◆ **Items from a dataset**

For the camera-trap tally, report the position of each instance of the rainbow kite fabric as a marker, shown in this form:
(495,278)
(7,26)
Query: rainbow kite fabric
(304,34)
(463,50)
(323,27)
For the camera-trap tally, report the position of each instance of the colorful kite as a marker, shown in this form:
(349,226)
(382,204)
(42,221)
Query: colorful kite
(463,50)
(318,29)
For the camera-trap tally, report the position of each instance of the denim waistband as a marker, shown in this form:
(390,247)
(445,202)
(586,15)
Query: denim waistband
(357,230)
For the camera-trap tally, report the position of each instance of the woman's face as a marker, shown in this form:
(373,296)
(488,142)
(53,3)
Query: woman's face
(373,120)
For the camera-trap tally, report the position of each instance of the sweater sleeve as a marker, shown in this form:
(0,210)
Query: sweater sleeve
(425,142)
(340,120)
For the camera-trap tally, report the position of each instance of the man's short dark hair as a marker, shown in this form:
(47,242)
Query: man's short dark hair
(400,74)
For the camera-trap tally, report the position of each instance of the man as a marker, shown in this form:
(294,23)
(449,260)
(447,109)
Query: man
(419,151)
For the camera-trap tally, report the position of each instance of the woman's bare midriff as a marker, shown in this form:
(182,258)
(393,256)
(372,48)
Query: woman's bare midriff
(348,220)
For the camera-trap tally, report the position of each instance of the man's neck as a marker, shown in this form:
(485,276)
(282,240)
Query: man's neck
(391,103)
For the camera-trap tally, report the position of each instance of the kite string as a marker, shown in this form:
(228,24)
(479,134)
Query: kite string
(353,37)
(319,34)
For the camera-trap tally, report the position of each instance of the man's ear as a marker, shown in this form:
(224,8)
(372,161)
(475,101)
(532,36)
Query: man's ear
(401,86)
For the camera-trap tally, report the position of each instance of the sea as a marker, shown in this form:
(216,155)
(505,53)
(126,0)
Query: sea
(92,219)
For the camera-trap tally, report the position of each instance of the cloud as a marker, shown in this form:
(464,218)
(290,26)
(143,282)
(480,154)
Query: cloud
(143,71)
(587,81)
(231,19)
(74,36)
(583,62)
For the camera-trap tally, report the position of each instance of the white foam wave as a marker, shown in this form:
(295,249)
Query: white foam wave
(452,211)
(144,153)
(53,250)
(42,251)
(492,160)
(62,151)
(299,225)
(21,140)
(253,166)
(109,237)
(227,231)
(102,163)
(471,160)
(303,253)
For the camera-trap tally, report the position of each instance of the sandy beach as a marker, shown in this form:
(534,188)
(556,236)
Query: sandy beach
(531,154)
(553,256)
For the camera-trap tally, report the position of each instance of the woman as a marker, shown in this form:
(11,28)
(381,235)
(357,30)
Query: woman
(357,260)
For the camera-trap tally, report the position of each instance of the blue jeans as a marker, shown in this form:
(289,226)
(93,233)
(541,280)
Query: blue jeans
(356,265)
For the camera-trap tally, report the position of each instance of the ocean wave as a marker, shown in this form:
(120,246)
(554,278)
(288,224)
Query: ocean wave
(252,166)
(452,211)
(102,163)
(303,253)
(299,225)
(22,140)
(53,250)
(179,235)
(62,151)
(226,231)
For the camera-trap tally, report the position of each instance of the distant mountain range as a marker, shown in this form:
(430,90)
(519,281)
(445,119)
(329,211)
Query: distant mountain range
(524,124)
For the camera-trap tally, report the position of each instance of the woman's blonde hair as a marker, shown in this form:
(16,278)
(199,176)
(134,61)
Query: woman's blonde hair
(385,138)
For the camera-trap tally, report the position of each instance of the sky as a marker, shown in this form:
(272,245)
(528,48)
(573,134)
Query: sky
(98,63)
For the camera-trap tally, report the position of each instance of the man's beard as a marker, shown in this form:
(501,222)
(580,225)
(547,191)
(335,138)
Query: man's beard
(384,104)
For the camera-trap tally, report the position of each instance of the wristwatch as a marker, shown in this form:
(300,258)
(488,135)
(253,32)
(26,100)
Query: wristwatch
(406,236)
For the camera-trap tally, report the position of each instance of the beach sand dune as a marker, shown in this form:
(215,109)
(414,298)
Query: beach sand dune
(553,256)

---

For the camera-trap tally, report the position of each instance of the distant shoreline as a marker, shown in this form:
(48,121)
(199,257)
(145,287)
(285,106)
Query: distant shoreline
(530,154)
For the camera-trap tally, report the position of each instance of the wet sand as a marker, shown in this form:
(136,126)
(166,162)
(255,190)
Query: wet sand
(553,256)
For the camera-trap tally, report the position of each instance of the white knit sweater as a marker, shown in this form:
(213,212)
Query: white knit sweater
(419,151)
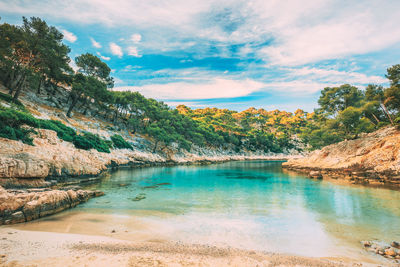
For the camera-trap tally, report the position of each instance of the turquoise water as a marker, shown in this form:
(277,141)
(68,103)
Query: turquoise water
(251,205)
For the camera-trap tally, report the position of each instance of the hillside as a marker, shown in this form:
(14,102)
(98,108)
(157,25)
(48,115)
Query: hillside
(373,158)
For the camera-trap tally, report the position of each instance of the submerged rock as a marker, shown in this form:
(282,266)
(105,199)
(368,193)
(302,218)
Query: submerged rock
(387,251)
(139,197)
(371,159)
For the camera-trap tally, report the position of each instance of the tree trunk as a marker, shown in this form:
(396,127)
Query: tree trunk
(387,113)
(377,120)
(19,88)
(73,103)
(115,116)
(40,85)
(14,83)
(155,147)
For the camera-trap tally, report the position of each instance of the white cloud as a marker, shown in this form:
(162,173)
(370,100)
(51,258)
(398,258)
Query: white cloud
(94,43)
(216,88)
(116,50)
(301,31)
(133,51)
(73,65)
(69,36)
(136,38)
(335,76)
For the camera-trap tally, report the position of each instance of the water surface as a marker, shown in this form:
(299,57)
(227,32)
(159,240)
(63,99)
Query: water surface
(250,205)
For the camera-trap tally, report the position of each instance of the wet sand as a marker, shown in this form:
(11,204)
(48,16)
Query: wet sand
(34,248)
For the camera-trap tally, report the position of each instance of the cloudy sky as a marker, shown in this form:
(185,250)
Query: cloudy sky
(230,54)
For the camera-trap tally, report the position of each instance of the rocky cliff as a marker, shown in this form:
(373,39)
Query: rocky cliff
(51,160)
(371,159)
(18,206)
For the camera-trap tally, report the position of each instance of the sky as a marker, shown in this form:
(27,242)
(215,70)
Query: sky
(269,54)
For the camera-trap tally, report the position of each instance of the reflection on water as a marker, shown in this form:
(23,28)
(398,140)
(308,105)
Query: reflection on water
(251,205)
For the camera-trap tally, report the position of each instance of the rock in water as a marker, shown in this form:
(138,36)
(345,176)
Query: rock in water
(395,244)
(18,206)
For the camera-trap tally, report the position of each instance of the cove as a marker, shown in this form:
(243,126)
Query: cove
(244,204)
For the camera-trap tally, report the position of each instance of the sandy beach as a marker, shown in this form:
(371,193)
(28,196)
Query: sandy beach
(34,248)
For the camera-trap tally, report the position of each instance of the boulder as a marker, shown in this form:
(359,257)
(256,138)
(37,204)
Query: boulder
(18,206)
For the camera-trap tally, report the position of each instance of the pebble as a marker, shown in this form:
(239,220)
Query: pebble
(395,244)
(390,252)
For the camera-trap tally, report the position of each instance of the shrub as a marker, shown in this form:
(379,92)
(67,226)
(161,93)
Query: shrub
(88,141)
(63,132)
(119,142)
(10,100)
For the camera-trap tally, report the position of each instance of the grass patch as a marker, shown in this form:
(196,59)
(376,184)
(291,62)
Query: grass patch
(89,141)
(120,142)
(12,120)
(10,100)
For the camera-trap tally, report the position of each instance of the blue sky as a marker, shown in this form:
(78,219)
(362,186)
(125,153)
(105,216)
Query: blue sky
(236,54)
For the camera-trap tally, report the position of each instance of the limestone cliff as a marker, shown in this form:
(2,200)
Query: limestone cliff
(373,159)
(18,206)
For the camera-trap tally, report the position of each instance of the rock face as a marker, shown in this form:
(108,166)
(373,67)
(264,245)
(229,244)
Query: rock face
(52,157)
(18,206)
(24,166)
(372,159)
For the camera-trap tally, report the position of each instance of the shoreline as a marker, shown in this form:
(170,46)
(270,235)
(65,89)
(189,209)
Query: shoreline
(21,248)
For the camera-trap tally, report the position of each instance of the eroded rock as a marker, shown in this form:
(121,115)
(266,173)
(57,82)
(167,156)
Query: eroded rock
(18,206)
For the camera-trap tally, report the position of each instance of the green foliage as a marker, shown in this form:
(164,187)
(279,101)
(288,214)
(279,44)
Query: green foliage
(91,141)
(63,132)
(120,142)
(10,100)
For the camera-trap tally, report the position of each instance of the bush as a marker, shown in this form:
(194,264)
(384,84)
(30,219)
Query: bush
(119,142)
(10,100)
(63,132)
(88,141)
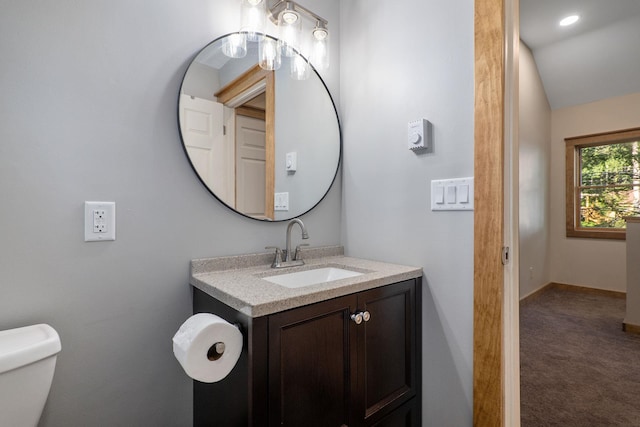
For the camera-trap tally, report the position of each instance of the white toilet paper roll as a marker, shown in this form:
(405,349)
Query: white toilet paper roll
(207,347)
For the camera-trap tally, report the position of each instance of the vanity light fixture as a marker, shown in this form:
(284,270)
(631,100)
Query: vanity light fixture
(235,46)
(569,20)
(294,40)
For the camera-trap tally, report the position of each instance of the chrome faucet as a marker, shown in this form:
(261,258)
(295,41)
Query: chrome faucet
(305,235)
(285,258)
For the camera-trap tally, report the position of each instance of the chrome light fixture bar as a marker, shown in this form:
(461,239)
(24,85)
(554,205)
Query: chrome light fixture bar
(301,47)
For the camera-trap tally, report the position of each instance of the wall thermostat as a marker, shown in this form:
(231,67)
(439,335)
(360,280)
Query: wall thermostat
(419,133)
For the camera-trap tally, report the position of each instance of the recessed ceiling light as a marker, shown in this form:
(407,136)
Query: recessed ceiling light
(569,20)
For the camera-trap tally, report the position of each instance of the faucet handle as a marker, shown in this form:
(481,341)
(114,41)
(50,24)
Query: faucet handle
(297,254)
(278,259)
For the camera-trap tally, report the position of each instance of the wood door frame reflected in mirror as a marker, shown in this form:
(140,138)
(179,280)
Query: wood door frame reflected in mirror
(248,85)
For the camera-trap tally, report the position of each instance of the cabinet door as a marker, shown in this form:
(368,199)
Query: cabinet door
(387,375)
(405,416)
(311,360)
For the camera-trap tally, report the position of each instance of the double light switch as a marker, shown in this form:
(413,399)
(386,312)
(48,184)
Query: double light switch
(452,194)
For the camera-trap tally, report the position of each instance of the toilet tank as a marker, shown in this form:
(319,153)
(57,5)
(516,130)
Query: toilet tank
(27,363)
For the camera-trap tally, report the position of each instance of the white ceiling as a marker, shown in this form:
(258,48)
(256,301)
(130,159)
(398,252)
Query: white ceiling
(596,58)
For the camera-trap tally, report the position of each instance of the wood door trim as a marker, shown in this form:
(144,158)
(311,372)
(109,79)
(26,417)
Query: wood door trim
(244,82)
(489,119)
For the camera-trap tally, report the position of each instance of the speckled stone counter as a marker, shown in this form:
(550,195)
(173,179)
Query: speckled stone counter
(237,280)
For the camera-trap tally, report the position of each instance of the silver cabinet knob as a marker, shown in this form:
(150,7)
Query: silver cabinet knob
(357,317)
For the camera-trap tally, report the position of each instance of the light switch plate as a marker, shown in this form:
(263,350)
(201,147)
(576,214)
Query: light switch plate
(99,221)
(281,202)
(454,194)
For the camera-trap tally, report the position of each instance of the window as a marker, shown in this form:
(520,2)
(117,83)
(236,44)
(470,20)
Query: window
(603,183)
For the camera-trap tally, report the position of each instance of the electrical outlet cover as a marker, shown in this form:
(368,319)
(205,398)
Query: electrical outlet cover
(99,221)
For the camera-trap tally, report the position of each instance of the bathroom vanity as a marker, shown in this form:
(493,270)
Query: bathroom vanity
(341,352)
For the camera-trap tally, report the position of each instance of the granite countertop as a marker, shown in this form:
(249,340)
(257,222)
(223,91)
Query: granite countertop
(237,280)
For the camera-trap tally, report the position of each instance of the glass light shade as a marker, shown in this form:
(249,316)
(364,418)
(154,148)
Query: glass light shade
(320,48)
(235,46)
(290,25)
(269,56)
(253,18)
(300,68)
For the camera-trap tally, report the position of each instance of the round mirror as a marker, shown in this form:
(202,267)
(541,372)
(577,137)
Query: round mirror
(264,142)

...

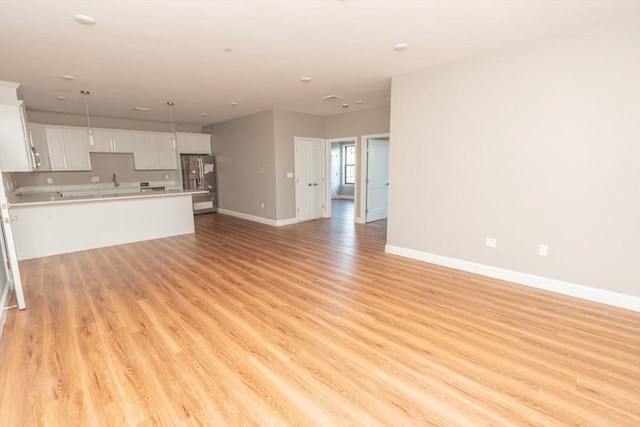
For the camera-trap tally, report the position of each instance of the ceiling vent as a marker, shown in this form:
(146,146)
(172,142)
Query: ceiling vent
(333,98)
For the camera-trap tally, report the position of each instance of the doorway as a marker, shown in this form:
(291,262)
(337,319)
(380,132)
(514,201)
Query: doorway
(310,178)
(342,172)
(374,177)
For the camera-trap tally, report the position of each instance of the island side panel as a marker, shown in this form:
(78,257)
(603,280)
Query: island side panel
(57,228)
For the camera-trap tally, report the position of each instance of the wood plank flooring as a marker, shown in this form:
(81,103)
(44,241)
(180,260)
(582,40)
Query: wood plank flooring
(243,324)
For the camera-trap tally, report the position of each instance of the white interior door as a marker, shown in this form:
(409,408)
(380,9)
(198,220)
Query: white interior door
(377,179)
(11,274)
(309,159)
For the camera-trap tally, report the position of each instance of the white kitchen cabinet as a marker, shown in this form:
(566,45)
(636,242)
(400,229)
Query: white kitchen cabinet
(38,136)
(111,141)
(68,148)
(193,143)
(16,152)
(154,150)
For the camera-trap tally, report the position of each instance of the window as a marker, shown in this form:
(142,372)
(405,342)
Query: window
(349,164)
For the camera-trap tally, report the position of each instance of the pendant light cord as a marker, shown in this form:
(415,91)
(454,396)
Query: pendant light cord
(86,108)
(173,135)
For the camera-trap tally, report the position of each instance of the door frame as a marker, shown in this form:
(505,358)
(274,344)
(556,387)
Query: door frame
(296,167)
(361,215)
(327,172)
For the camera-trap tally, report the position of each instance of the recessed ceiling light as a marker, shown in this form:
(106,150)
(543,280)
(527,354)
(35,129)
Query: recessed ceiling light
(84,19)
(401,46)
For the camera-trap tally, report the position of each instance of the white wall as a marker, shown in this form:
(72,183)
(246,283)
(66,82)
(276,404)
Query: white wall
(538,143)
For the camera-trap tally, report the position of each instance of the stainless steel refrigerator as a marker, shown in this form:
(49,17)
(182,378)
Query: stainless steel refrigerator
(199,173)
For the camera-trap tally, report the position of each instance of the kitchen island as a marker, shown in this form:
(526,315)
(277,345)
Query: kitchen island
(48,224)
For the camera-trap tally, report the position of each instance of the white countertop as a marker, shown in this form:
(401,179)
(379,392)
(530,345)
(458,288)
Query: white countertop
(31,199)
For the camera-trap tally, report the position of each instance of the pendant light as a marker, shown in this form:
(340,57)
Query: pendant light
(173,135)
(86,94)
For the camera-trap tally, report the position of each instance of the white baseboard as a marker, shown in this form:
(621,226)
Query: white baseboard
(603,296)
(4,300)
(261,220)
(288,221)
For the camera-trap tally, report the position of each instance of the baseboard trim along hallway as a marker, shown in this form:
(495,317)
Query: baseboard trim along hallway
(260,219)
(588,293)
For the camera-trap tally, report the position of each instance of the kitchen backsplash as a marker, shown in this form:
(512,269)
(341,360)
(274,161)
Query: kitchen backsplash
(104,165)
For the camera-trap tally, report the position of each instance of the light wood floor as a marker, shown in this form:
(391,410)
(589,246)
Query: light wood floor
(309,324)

◆ **Work item**
The reply should consist solely of the lines above from the one that has "of the rainbow" through the one that has "of the kite", reproduced exactly.

◆ **Answer to this task**
For the camera-trap tally, report the position of each instance of the rainbow kite fabric as a marker, shown in this form:
(495,278)
(7,26)
Query: rainbow kite fabric
(304,34)
(463,50)
(323,27)
For the camera-trap tally, report the position of each instance of the colorful kite as a marker, shown in this form:
(349,226)
(382,204)
(42,221)
Query: colorful kite
(463,50)
(318,29)
For the camera-trap tally, report the position of each instance of the denim waistband as a marker, shown in this form:
(390,247)
(445,202)
(586,15)
Query: denim waistband
(357,230)
For the camera-trap tally, report the position of each instance of the woman's face as a marker, shown in this form:
(373,296)
(488,142)
(53,3)
Query: woman's face
(373,120)
For the camera-trap tally, report the position of each instance of the sweater sleeve as a marker, shown in this form:
(0,210)
Query: sweater sleeve
(425,142)
(340,120)
For the camera-trap tally, report the position of each instance of the man's short dark hair as a marker, shown in this form:
(47,242)
Query: man's short dark hair
(400,74)
For the camera-trap tally, report the position of each instance of the man as a marker, shown in this form:
(294,23)
(449,260)
(447,109)
Query: man
(419,151)
For the camera-trap tally, report the position of each instance of the woman's bare midriff as a marker, shown in this form:
(182,258)
(393,256)
(372,48)
Query: woman's bare midriff
(348,220)
For the camera-trap tally, report the position of each instance of the man's neck as a marker, shown in this form:
(485,276)
(282,240)
Query: man's neck
(391,103)
For the camera-trap tally, report the position of each instance of the kite string as a marker, shown in this form:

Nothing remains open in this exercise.